PROBLEM DETAILS:
Can you put each line of the rows, starting at the line that contains "like [102, 15]." and ending at the last line of the rows, into a JSON list of strings, one string per line, with blank lines left out?

[Raw rows]
_ _ _
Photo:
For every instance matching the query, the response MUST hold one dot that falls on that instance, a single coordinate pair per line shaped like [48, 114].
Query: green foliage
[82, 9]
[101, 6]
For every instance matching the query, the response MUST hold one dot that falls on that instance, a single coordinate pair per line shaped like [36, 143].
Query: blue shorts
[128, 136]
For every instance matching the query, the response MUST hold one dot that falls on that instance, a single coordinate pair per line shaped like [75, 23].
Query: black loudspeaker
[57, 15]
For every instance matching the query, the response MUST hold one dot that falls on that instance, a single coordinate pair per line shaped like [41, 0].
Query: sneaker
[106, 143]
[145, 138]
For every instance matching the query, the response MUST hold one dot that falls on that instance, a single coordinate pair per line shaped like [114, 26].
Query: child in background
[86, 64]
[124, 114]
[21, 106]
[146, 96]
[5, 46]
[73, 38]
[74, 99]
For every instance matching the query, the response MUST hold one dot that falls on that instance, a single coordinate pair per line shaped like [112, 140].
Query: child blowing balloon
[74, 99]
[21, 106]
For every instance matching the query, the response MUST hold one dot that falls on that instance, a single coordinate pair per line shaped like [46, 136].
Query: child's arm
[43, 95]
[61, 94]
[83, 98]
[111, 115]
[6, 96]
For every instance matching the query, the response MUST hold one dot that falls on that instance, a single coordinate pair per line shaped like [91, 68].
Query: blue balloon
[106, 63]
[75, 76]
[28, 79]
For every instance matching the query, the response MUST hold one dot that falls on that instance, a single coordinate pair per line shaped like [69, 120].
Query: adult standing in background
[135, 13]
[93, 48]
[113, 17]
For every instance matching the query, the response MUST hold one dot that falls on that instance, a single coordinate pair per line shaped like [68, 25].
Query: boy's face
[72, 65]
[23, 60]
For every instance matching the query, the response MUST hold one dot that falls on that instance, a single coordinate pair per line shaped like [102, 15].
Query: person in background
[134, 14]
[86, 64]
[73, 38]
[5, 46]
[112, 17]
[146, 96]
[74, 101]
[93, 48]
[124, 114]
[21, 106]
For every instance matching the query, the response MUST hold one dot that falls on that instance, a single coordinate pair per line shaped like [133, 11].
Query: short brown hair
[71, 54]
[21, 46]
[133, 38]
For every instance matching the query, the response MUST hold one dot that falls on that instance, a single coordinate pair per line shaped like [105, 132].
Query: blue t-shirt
_ _ _
ANSWER IN FULL:
[
  "For every instance matching the query, the response MUST hold one dot that falls on that instance, a single coordinate pair per line shaped like [102, 15].",
  "Query: person in background",
  "[134, 14]",
  "[86, 64]",
  "[73, 38]",
  "[5, 46]",
  "[112, 17]",
  "[146, 96]",
  "[74, 101]",
  "[93, 48]",
  "[124, 114]",
  "[21, 106]",
  "For every instance matching the query, the response MUST hold one dot that falls on that instance, a single coordinate pair per line shaped like [133, 11].",
  "Query: short brown hair",
  "[71, 54]",
  "[21, 46]",
  "[133, 38]",
  "For every instance matching the query, the response MUST hold one dot that falls on that instance, a single coordinate pair per line shaped like [105, 132].",
  "Query: blue t-shirt"
]